- Brano:
=======

Visto che sei un appassionato, che rapporto hai con l’Italia e con cibi e vini in particolare, che nel menu del tuo ristorante Brawn non mancano? E quale è il tuo cibo preferito della cucina italiana, anche se so è una domanda difficile?

(Ride) È difficilissima, è come decidere quali sono i tuoi tre dischi preferiti! Ogni regione ha la sua e per ragioni differenti. In Emilia Romagna, in Sicilia, in Campania, è tutto cibo italiano ma c’è comunque molto di locale, molto di regionale. Non ti so dire quale sia quello che mi piace di più, ce ne sono davvero tanti. Se poi vai stagione per stagione, probabilmente vorresti essere ad Alba ad ottobre (ride)… Ma non sai se vorresti essere lì a maggio, no?

=======

(Estratti del dataset)
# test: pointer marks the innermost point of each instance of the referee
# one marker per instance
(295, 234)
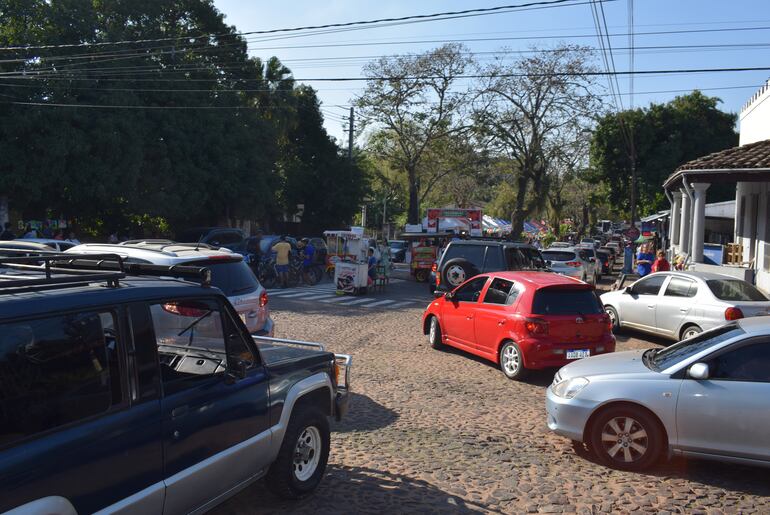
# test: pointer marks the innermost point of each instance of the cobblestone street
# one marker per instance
(442, 432)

=======

Trascrivi senza modifiche la parte del brano sulla cucina italiana che va da "(Ride) È difficilissima, è" a "a maggio, no?".

- Spazio risposta:
(Ride) È difficilissima, è come decidere quali sono i tuoi tre dischi preferiti! Ogni regione ha la sua e per ragioni differenti. In Emilia Romagna, in Sicilia, in Campania, è tutto cibo italiano ma c’è comunque molto di locale, molto di regionale. Non ti so dire quale sia quello che mi piace di più, ce ne sono davvero tanti. Se poi vai stagione per stagione, probabilmente vorresti essere ad Alba ad ottobre (ride)… Ma non sai se vorresti essere lì a maggio, no?